The duplicative grant programs between the COPS Office and OJP are a result of various statutes being passed that created multiple grant programs to fund similar items. We asked OJP and COPS officials how they coordinate their programs that have similar purposes. Both said that there are no formal coordination procedures between the two offices to ensure dual awards are not made to the same grantee. While the duplicative programs cannot be eliminated without getting the statutes revised, the COPS Office and OJP should establish procedures to coordinate with each other to ensure that grantees do not receive funds for the same purpose from both agencies.
We also noted that duplication exists between the COPS Office and OJP because both do similar functions related to the grants they award. Specifically, both the COPS Office and OJP spend considerable resources to develop grant programs, announce grant programs to the potential grantees, establish and disseminate grant criteria and application kits, review grant applications, award the grants, monitor implementation of the grants, manage follow-up on OIG audits of grantees, and close out grants.
Capability for Potential Grantees to Apply for Grants Online
The COPS Office had not developed an adequate capability for potential grantees to submit grant applications online. Potential grantees are able to obtain applications and information about the grants online. In addition, COPS has made several post-award functions available online such as allowing grantees to provide information on grant progress using the "COPS Count" and performing account maintenance functions. However, the capability does not exist for COPS to receive grant applications online and download the application information directly into the COPS Office's automated grant management system. All components in the COPS Office use the COPS Management System (CMS) to manage grants. The CMS system is an internally developed system that can be used to track all phases of the grant process from application receipt through grant closeout. However, potential grantees cannot submit applications online directly into CMS. Instead, potential grantees must mail, fax, or e-mail the applications to the COPS Office and the COPS Office must then manually enter the application data into the CMS. We believe the COPS Office should streamline the grant application process by developing an ability for potential applicants to apply for grants online with the online application data going directly into a COPS database. Such action should make the application data available to COPS grant managers more quickly and speed up the grant approval and award process.

■ GOAL A ■
Decide whether each statement agrees with the COPS grants passage. Answer yes or no, and quote the deciding words.
(i) Potential grantees can submit applications online directly into CMS.
(ii) Officials from both offices said there are no formal coordination procedures to keep dual awards from going to the same grantee.
(iii) The CMS was purchased from an outside vendor.
■ GOAL B ■
Answer these questions using the COPS grants passage:
(i) What produced the duplicative grant programs between the COPS Office and OJP?
(ii) What tool lets grantees report on grant progress online?
(iii) By what means must potential grantees send in their applications?
The lines after this come from a separate source.

■ RECORDED DATA ■
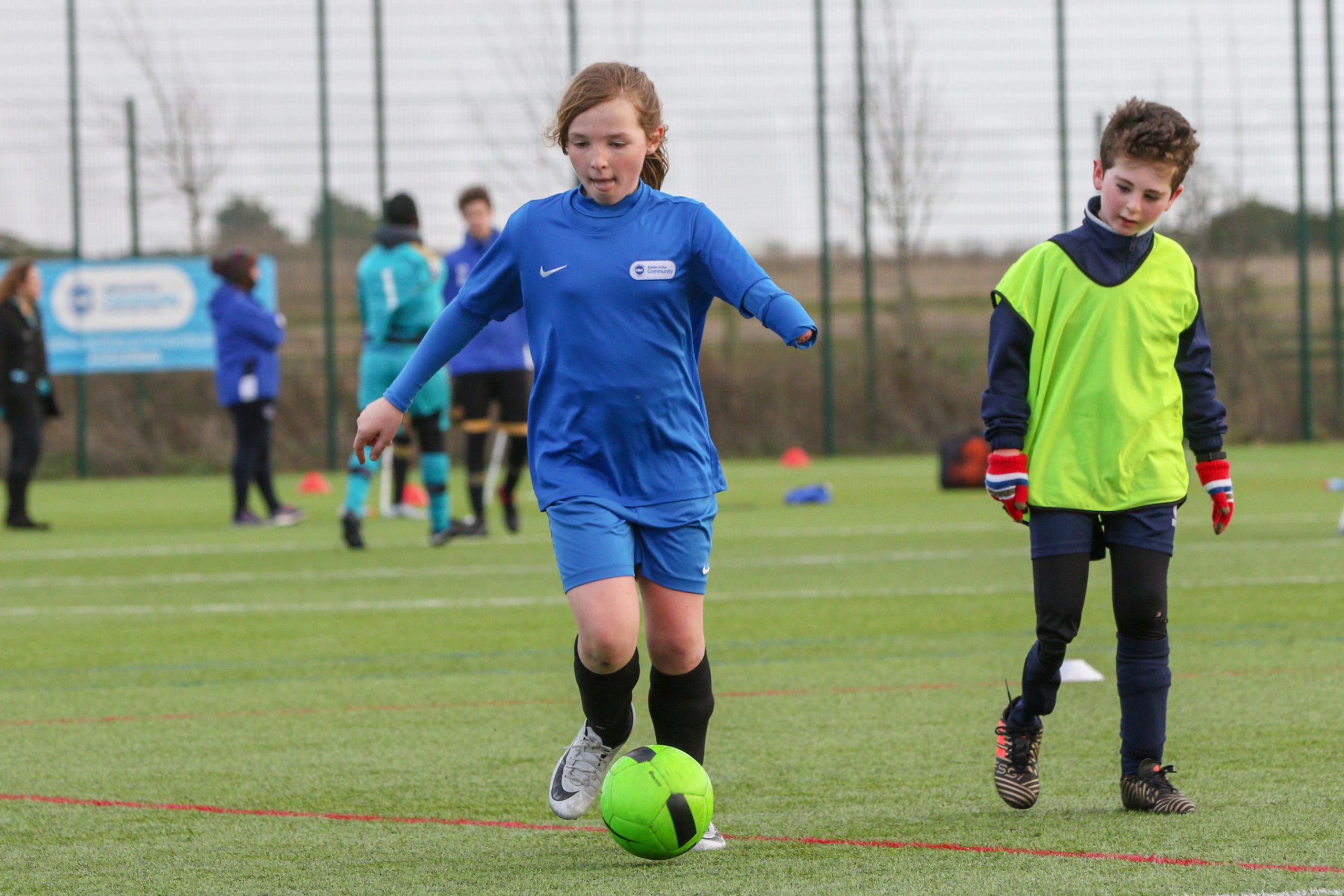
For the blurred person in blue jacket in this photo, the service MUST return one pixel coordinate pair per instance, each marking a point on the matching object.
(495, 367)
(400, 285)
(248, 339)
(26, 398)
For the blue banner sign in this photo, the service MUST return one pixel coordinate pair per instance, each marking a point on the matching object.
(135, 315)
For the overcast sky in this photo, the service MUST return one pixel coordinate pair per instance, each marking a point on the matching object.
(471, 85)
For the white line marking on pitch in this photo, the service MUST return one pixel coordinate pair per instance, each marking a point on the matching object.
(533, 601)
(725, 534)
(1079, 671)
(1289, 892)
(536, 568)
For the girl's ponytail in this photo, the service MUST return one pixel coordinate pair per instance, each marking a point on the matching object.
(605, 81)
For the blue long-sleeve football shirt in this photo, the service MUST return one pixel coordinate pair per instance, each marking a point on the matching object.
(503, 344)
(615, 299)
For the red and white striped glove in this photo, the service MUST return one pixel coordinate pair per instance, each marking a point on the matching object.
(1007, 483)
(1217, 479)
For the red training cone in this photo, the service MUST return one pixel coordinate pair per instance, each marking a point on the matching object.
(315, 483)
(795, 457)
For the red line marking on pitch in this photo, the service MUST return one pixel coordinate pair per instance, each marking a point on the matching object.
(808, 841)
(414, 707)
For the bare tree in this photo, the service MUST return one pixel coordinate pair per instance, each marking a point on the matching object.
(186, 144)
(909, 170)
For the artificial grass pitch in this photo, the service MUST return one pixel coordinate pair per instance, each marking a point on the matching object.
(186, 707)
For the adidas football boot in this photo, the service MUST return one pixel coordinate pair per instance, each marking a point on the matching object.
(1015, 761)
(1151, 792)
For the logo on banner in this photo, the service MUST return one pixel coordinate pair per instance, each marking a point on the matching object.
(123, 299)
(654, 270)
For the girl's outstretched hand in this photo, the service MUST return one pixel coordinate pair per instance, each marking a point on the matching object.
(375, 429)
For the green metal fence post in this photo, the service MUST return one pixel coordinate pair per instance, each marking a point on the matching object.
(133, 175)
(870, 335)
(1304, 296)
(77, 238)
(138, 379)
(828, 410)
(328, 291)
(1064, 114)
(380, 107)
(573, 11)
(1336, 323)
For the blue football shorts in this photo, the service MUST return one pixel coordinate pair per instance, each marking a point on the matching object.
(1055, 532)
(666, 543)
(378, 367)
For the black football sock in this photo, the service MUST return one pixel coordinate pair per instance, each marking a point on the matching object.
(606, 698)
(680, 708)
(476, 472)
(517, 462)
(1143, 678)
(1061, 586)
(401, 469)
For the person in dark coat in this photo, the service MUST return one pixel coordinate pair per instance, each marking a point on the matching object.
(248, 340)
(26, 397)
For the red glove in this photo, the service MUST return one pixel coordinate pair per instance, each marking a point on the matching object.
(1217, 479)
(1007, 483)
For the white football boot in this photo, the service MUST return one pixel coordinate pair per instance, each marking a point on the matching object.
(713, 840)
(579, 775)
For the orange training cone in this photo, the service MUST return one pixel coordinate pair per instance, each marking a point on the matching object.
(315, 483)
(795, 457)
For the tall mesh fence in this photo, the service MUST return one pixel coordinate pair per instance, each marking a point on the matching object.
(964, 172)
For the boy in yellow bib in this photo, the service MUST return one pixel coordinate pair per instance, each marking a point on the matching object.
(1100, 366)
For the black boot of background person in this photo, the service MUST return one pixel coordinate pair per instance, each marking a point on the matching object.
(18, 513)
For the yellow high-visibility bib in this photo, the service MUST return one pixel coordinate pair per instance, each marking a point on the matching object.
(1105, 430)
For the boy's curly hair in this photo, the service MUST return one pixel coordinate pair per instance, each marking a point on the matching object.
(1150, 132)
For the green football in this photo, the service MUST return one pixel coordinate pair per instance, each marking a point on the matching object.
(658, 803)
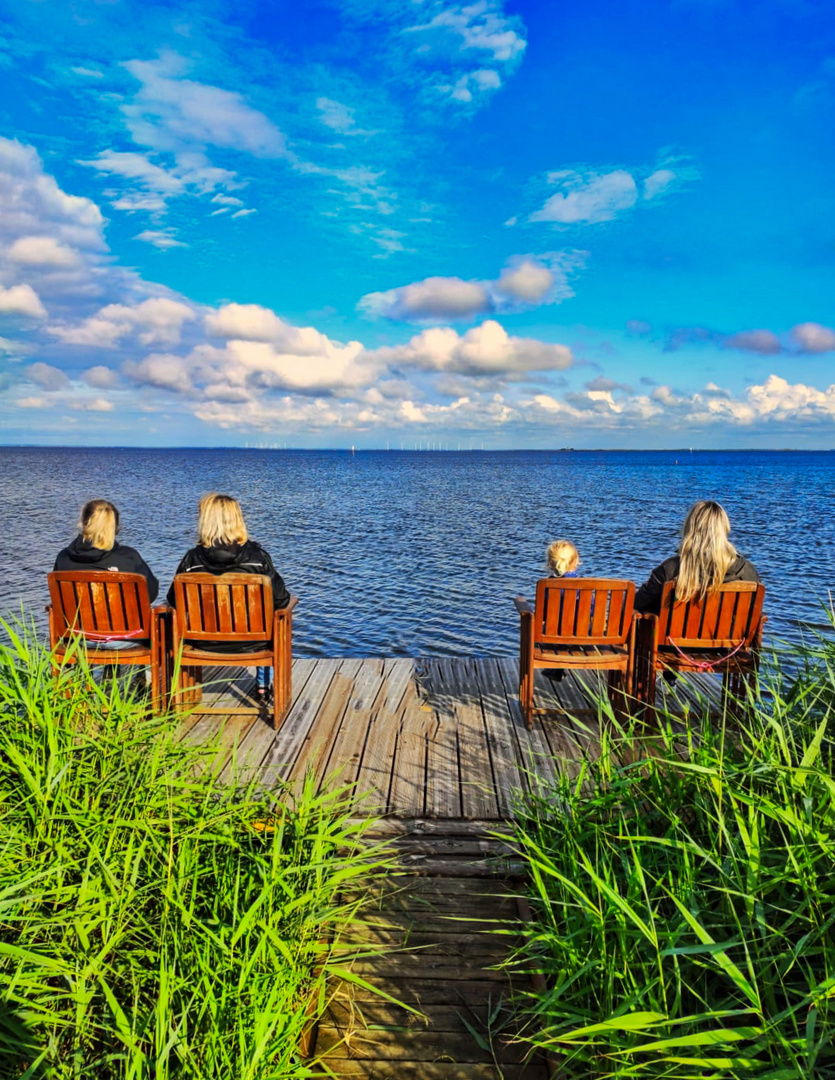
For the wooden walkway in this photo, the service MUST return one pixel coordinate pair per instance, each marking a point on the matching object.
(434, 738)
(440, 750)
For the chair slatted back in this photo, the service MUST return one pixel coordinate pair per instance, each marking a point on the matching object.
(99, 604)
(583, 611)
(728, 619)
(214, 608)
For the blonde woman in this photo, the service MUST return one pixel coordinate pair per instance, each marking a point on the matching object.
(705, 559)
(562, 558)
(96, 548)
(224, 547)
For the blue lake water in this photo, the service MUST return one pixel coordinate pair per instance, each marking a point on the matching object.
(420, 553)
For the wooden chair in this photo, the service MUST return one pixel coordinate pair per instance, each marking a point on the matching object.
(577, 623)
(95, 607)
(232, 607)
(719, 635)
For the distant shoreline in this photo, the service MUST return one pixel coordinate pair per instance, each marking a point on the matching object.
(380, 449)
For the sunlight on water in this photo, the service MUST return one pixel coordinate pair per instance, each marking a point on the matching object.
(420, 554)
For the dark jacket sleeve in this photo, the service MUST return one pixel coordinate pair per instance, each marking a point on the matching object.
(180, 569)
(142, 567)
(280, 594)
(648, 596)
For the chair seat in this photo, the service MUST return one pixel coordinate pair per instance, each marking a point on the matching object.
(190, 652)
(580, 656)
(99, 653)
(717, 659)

==

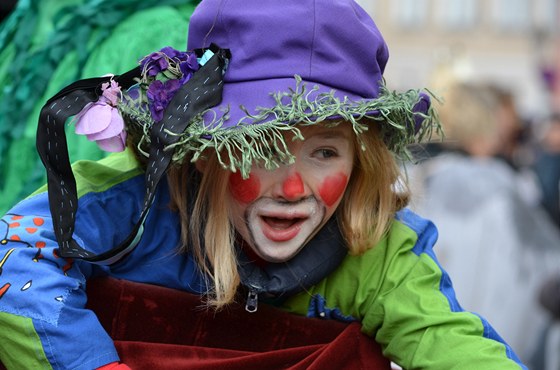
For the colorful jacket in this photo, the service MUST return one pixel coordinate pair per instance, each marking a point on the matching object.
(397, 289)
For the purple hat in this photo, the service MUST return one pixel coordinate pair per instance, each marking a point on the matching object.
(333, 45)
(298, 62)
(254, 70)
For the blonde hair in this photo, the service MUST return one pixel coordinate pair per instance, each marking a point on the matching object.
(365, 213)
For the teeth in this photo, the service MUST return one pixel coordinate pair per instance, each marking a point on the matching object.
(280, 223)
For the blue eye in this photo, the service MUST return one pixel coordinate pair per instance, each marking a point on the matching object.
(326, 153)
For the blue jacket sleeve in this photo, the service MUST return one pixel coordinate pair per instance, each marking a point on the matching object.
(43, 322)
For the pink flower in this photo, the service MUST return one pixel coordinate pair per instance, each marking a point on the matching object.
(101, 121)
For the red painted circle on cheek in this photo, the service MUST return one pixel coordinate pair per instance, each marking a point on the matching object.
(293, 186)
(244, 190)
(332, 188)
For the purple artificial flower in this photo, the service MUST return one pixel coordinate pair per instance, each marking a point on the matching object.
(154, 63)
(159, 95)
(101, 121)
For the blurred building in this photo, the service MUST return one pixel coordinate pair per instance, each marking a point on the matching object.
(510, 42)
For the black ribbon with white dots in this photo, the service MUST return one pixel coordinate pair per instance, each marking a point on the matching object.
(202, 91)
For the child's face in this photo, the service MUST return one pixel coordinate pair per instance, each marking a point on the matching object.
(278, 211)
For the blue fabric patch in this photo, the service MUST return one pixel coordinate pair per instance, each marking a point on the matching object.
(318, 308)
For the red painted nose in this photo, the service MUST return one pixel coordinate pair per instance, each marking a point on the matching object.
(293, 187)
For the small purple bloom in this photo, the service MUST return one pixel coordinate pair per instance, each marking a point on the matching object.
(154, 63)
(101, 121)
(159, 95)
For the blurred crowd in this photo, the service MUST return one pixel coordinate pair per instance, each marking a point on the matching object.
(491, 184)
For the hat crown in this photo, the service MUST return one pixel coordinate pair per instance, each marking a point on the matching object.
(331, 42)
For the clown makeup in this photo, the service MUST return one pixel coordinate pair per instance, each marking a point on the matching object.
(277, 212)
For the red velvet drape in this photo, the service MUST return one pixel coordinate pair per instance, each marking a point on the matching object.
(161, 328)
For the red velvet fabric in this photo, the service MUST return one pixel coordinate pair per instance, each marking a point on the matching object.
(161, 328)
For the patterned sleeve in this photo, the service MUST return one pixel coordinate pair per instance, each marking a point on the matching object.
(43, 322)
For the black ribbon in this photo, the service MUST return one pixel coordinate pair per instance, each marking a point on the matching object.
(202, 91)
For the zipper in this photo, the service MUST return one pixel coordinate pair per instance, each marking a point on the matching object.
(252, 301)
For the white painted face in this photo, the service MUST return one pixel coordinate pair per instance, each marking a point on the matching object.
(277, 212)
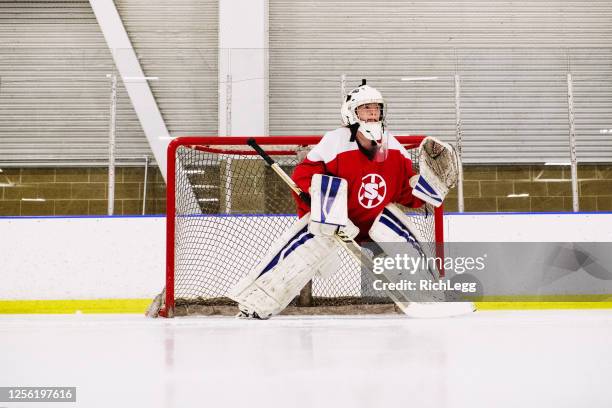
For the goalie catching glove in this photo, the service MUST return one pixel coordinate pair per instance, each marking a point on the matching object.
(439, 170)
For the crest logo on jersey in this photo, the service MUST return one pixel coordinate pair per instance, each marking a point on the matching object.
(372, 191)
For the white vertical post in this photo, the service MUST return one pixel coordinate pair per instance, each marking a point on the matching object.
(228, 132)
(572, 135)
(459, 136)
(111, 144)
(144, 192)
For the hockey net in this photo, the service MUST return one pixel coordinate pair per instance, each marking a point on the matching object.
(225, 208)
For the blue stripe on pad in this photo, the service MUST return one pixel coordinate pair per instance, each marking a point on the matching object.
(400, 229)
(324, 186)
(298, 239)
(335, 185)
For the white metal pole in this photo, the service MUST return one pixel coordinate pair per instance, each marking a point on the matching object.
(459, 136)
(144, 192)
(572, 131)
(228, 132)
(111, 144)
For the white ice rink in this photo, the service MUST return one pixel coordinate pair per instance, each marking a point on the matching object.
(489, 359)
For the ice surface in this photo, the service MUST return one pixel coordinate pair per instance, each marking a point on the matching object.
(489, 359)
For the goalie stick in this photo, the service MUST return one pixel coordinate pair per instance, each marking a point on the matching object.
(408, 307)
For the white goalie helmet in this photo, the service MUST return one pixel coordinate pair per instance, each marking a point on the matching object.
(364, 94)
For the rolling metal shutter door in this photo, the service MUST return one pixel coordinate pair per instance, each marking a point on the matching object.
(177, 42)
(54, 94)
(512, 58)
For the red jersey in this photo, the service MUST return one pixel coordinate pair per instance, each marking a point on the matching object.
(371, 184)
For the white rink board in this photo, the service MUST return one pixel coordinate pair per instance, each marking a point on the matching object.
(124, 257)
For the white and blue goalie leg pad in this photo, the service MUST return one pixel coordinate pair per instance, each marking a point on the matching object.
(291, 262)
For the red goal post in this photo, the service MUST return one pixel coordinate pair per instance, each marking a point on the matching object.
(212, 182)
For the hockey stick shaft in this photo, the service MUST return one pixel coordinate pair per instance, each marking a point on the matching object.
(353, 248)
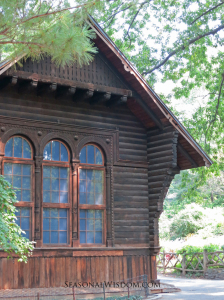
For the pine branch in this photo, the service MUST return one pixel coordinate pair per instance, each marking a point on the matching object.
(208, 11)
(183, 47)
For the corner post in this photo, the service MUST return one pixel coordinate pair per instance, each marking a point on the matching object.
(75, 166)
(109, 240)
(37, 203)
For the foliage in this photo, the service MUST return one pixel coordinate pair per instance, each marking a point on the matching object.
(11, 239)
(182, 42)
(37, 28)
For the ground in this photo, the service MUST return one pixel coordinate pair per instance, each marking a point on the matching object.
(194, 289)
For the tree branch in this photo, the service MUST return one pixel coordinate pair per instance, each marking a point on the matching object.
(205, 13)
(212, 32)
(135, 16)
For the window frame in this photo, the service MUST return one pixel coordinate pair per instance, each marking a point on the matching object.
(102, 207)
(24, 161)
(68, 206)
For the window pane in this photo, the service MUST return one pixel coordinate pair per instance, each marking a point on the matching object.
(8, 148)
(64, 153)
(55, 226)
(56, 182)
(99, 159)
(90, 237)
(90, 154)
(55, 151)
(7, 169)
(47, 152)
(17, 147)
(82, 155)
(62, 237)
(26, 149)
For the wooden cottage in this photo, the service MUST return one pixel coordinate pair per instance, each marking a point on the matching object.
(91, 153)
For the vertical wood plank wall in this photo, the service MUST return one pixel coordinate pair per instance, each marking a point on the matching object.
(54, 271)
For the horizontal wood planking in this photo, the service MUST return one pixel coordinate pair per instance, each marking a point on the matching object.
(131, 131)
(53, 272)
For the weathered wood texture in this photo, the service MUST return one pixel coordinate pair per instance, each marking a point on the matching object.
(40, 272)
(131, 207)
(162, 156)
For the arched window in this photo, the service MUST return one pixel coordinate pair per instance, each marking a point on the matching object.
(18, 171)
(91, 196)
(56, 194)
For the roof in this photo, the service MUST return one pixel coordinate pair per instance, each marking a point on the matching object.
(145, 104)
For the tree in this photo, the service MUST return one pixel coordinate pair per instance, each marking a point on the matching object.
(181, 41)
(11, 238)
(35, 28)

...

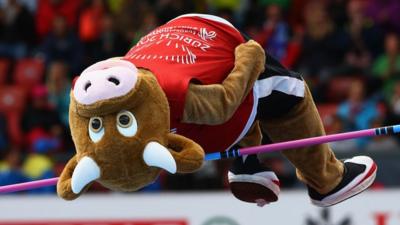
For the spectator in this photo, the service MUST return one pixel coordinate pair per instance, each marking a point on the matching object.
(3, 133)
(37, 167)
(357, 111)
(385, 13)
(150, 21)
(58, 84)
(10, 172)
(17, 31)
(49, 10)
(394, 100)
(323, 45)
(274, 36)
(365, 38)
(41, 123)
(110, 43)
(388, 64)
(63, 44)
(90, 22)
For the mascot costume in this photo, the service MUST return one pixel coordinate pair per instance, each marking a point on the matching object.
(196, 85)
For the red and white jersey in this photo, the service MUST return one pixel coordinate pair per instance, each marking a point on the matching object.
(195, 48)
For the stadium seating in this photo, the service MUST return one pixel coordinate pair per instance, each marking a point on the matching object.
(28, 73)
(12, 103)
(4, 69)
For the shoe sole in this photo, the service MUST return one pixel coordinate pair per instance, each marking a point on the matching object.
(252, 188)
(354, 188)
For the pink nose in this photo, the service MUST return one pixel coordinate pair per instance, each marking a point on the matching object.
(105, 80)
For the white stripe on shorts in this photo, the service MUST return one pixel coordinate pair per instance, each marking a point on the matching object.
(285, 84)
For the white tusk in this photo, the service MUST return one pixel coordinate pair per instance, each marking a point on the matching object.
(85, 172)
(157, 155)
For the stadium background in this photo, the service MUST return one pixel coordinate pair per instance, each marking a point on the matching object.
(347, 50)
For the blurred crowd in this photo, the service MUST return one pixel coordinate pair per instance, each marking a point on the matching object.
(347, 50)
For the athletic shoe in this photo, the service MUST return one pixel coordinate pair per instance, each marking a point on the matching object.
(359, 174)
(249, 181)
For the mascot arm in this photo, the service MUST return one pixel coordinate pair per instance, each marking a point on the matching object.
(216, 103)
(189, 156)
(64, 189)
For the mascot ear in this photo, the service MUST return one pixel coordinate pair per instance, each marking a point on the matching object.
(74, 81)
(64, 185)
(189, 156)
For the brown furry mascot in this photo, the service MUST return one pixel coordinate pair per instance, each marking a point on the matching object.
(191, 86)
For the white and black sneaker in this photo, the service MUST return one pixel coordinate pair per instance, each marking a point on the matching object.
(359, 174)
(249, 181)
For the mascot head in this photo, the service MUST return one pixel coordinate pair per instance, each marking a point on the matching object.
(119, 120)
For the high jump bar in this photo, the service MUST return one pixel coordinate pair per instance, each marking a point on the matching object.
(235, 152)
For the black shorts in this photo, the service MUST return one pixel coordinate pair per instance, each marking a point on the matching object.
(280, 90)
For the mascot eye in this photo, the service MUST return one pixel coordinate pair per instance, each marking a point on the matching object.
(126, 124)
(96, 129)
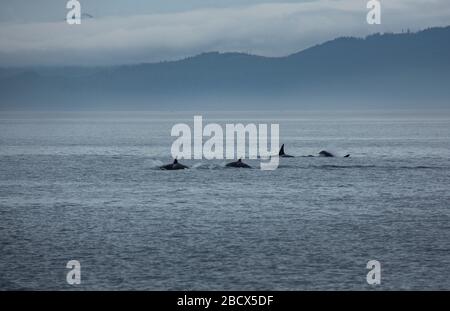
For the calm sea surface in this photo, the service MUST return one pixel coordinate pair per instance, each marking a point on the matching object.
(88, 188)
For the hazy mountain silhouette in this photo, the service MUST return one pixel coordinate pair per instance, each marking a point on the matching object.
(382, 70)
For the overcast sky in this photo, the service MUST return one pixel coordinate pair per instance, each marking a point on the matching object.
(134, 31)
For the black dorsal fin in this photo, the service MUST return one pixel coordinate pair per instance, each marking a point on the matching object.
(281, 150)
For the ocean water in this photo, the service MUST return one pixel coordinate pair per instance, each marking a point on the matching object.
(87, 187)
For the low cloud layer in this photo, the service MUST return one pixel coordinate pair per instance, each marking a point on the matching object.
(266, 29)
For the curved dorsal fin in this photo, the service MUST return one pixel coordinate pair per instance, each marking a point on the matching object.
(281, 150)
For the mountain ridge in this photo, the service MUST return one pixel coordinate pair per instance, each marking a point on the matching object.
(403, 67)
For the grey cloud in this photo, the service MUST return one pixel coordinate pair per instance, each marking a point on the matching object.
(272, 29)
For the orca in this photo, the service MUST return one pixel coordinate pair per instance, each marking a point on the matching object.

■ TASK RESULT A ■
(i) No: "potential grantees cannot submit applications online directly into CMS."
(ii) Yes: "Both said that there are no formal coordination procedures between the two offices to ensure dual awards are not made to the same grantee."
(iii) No: "The CMS system is an internally developed system"

■ TASK RESULT B ■
(i) Various statutes were passed that created multiple grant programs to fund similar items.
(ii) The "COPS Count."
(iii) By mail, fax, or e-mail.